→ Exercise data
————————

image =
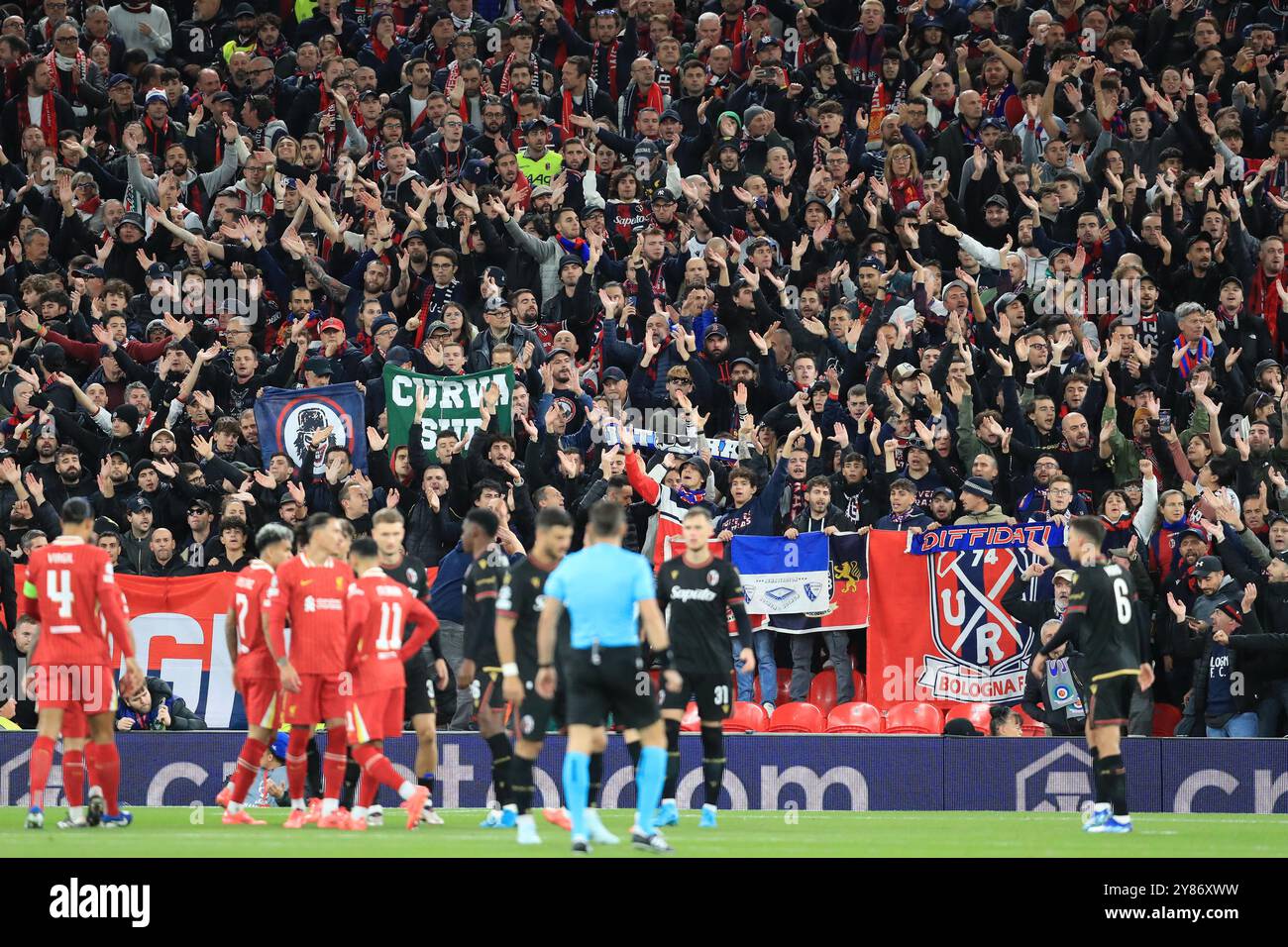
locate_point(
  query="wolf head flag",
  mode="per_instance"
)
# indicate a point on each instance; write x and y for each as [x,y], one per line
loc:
[290,419]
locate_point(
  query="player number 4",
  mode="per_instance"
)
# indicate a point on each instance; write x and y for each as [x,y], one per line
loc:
[58,587]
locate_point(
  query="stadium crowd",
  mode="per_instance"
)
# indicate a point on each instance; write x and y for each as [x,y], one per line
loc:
[845,265]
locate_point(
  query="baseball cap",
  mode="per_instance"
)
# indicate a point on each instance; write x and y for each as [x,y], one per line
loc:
[476,171]
[1207,566]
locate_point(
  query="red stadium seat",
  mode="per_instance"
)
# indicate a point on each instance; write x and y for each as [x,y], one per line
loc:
[785,682]
[1030,727]
[914,718]
[978,714]
[797,718]
[822,689]
[746,716]
[1166,716]
[854,718]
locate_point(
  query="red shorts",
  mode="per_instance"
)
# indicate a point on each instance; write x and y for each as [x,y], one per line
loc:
[375,715]
[89,688]
[75,724]
[263,701]
[321,698]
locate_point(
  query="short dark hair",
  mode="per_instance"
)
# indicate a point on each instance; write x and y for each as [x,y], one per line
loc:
[483,519]
[552,518]
[365,548]
[1091,527]
[76,510]
[605,518]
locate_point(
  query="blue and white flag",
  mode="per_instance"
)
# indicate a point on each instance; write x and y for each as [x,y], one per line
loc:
[288,418]
[782,577]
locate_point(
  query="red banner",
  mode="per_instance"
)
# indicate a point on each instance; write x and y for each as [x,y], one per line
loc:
[179,637]
[938,630]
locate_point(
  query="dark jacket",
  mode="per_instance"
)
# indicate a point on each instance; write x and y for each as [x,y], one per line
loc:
[162,694]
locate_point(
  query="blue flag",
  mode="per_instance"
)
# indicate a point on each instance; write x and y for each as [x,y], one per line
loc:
[782,577]
[288,419]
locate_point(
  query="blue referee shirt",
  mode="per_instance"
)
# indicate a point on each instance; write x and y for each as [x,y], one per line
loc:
[601,587]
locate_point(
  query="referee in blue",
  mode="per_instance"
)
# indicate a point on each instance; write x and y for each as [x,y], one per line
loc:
[608,592]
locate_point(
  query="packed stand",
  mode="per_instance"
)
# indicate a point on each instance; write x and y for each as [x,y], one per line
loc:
[927,264]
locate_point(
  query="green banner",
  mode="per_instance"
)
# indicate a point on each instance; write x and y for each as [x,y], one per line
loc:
[452,402]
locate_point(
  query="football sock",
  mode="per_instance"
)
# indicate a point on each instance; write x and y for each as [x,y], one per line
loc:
[380,771]
[596,777]
[42,761]
[712,763]
[73,777]
[107,764]
[520,784]
[333,768]
[248,767]
[648,787]
[576,789]
[673,758]
[296,764]
[501,755]
[1116,784]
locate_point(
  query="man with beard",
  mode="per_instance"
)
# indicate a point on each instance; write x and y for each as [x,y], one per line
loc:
[445,154]
[194,189]
[562,392]
[73,73]
[194,43]
[412,101]
[40,107]
[143,25]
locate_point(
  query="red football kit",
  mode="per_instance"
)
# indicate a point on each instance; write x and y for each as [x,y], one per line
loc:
[378,608]
[313,595]
[72,592]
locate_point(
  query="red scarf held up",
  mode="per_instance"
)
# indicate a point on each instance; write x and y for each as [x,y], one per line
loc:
[48,118]
[1263,300]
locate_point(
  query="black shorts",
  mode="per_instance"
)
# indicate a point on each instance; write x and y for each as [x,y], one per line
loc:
[1111,697]
[535,714]
[490,693]
[617,684]
[419,696]
[712,692]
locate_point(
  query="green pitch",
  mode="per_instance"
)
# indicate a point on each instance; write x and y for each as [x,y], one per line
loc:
[176,831]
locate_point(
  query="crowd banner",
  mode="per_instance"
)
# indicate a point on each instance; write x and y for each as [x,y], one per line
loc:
[452,402]
[782,577]
[288,418]
[938,629]
[958,539]
[765,771]
[725,449]
[849,582]
[179,635]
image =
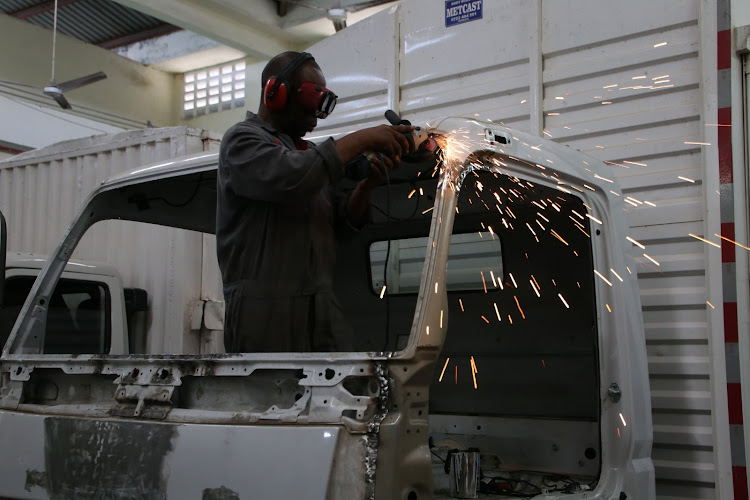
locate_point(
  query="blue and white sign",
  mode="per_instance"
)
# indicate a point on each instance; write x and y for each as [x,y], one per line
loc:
[462,11]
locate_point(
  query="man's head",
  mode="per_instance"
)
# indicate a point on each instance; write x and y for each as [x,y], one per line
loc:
[294,94]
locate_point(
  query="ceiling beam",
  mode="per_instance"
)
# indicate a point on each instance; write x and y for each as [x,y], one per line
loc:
[139,36]
[232,28]
[40,8]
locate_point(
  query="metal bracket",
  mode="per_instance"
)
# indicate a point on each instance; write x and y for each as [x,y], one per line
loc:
[614,392]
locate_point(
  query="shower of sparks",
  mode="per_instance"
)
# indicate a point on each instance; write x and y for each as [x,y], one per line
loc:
[593,218]
[651,259]
[558,236]
[732,241]
[602,277]
[704,240]
[444,367]
[523,316]
[642,247]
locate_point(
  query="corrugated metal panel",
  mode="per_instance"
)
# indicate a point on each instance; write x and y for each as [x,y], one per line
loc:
[40,192]
[92,21]
[591,64]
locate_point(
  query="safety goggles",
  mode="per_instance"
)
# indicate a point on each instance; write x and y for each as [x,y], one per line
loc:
[316,99]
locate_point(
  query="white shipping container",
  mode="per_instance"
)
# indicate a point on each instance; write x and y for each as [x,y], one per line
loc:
[633,84]
[41,191]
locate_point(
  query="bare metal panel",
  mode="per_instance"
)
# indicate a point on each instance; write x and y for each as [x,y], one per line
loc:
[610,87]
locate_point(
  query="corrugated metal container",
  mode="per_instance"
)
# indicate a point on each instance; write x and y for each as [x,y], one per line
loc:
[630,83]
[41,191]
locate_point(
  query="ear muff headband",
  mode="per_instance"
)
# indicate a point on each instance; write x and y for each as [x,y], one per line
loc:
[277,89]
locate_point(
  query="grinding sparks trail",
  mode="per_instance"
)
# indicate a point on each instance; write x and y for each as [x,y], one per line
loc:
[704,240]
[523,316]
[732,241]
[444,367]
[602,277]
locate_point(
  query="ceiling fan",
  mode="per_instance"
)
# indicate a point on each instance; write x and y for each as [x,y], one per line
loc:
[56,90]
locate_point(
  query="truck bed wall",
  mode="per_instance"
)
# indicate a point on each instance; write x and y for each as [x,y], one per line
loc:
[42,190]
[562,69]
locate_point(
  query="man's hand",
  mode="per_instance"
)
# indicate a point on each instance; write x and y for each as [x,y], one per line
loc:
[387,140]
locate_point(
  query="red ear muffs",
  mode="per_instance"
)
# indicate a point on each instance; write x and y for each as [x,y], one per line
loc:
[274,95]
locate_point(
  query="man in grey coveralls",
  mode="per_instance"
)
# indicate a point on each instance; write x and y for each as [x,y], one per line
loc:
[278,210]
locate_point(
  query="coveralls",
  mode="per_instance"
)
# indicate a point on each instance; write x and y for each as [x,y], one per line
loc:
[275,241]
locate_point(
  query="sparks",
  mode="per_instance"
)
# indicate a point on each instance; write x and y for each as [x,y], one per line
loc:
[602,277]
[558,237]
[593,218]
[732,241]
[444,367]
[704,240]
[523,316]
[563,299]
[635,242]
[651,259]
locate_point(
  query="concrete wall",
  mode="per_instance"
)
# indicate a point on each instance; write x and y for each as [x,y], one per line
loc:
[131,95]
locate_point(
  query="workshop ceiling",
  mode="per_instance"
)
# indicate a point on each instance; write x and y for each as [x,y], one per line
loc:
[256,28]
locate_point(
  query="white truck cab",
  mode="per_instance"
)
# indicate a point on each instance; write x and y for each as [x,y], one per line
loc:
[492,311]
[87,310]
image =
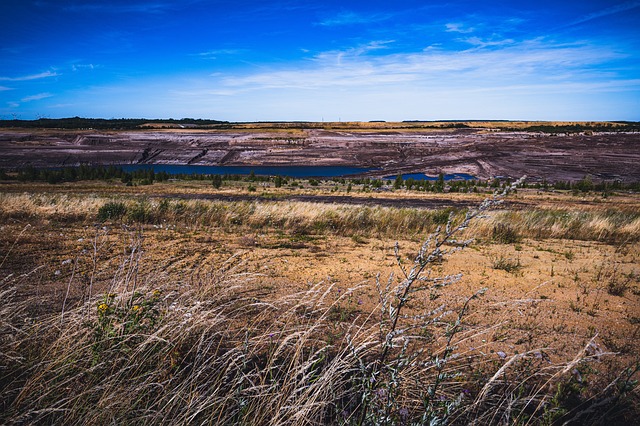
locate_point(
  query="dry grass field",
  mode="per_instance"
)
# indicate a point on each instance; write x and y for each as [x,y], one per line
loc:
[155,304]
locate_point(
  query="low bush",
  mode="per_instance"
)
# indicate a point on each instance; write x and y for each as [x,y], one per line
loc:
[112,210]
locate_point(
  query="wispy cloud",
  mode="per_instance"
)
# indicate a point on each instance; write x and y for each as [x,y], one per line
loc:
[622,7]
[36,97]
[354,18]
[77,67]
[457,27]
[45,74]
[482,43]
[510,64]
[213,54]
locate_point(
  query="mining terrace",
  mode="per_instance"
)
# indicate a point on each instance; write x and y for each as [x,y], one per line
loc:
[481,152]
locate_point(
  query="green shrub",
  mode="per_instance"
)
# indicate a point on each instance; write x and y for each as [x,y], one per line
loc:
[505,234]
[112,210]
[140,212]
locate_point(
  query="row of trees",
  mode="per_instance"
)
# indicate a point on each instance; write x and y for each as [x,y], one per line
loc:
[149,176]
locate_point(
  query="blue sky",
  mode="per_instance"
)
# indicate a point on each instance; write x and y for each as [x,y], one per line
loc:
[332,60]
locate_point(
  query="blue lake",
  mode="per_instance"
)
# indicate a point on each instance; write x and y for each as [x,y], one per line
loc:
[290,171]
[422,176]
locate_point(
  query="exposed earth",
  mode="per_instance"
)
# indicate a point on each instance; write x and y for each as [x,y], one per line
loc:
[481,152]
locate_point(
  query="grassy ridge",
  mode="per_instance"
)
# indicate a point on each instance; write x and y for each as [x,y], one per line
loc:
[217,349]
[604,224]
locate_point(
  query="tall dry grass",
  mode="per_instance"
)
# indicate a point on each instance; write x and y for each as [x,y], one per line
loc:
[214,351]
[606,224]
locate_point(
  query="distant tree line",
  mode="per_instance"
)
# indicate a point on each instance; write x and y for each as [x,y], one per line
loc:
[439,185]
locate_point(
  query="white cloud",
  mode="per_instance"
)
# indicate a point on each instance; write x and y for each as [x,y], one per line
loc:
[76,67]
[213,54]
[45,74]
[509,63]
[354,18]
[457,27]
[623,7]
[36,97]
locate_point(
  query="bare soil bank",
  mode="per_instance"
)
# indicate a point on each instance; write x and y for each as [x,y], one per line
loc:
[479,152]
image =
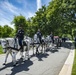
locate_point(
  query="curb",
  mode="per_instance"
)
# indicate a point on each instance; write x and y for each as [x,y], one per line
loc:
[67,67]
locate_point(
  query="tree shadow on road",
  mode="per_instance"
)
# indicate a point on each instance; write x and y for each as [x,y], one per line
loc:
[52,50]
[6,66]
[40,56]
[21,67]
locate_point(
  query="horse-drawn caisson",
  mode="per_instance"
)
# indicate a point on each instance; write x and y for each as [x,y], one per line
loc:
[11,46]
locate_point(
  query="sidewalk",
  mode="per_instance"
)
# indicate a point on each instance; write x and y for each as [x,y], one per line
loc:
[67,67]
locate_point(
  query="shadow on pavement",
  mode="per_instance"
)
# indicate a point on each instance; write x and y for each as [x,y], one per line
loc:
[21,67]
[68,45]
[40,56]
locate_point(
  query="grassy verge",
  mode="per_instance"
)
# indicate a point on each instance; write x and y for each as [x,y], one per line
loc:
[1,51]
[74,64]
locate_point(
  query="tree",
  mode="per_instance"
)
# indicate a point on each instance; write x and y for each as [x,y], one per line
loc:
[20,21]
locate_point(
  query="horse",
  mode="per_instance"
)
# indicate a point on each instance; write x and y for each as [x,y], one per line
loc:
[11,46]
[39,44]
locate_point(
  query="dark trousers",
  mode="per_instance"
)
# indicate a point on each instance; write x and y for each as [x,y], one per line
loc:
[21,45]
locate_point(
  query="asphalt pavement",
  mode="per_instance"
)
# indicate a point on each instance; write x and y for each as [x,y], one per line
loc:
[49,63]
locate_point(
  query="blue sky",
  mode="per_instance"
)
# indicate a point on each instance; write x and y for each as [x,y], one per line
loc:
[11,8]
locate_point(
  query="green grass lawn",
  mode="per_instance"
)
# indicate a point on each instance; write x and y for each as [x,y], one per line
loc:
[74,64]
[1,51]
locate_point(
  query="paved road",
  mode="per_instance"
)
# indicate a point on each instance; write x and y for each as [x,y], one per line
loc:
[49,63]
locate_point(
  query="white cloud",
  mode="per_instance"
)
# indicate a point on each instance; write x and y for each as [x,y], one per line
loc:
[8,7]
[38,4]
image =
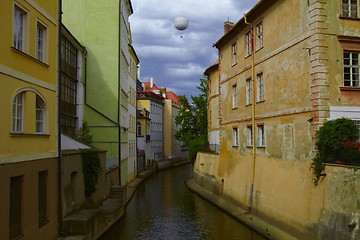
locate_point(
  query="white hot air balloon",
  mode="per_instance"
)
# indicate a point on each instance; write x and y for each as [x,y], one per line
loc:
[181,23]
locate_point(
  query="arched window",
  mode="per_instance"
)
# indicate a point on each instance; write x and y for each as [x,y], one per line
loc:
[18,113]
[40,115]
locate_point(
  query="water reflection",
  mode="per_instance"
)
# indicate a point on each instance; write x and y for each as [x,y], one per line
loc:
[163,208]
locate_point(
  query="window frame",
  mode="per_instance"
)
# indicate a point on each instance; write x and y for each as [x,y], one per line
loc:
[235,134]
[351,68]
[261,135]
[259,36]
[41,41]
[260,93]
[18,114]
[233,54]
[40,116]
[346,9]
[234,97]
[249,140]
[248,43]
[249,86]
[19,28]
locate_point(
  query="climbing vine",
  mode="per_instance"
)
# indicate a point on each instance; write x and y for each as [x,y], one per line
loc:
[335,143]
[91,169]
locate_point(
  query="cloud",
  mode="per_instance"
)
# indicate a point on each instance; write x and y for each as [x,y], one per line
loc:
[177,59]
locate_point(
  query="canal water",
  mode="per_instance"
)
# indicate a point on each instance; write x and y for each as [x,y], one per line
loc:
[164,208]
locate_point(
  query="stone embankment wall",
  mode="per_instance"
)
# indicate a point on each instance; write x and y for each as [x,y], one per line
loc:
[284,193]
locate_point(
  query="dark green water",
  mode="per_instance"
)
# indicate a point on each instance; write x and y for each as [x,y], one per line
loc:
[164,208]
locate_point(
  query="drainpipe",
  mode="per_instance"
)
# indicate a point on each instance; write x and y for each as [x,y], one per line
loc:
[119,93]
[59,163]
[252,114]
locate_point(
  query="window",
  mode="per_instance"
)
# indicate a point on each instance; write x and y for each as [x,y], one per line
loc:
[351,69]
[18,113]
[259,36]
[42,199]
[68,88]
[138,130]
[260,136]
[357,123]
[248,41]
[40,42]
[233,47]
[350,8]
[260,88]
[235,98]
[39,116]
[15,231]
[19,25]
[249,136]
[235,137]
[248,91]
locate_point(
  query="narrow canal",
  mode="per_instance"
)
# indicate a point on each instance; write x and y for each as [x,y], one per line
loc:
[164,208]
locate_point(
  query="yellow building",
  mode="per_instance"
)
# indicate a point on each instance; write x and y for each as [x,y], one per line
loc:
[28,137]
[283,69]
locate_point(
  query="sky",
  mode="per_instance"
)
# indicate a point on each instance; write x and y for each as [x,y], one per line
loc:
[177,59]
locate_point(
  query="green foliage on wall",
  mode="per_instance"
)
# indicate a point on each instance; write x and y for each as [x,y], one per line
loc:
[91,169]
[192,121]
[335,143]
[84,135]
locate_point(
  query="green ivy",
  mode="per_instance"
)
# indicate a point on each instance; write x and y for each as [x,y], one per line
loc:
[91,169]
[330,147]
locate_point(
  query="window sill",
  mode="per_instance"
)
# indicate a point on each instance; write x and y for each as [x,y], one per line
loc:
[28,56]
[31,135]
[357,89]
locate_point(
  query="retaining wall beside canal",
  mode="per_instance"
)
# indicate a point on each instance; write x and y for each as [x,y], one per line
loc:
[285,196]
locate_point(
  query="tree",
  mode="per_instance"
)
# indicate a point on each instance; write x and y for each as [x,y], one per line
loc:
[192,120]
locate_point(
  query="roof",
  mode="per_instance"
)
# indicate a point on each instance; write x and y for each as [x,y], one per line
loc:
[173,97]
[147,87]
[240,25]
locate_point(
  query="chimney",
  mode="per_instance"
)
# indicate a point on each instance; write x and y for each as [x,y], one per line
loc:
[227,26]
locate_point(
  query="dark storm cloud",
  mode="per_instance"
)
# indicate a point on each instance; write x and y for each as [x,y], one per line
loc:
[177,59]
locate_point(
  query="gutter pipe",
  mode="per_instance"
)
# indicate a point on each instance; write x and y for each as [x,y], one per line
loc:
[252,114]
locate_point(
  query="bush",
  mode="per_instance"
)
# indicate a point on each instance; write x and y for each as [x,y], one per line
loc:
[336,143]
[198,144]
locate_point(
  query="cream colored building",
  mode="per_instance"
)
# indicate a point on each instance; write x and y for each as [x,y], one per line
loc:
[283,69]
[28,110]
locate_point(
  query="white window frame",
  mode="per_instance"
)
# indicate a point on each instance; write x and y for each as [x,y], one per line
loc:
[260,135]
[351,69]
[235,96]
[350,8]
[234,53]
[249,91]
[40,116]
[19,28]
[248,43]
[249,141]
[259,36]
[41,36]
[18,113]
[260,87]
[235,137]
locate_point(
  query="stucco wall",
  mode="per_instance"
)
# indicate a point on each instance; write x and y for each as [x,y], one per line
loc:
[284,193]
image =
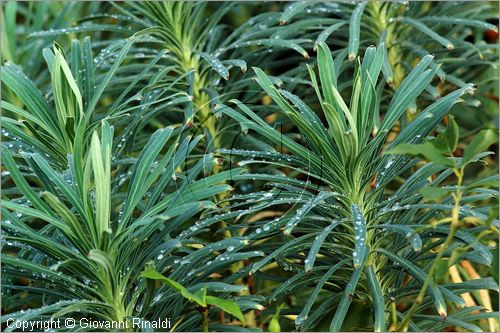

————————

→ Task description
Count the lines above that contain the string "cloud", treating uppercase and lowercase letters as distinct. Reply with only the number.

→ Full solution
5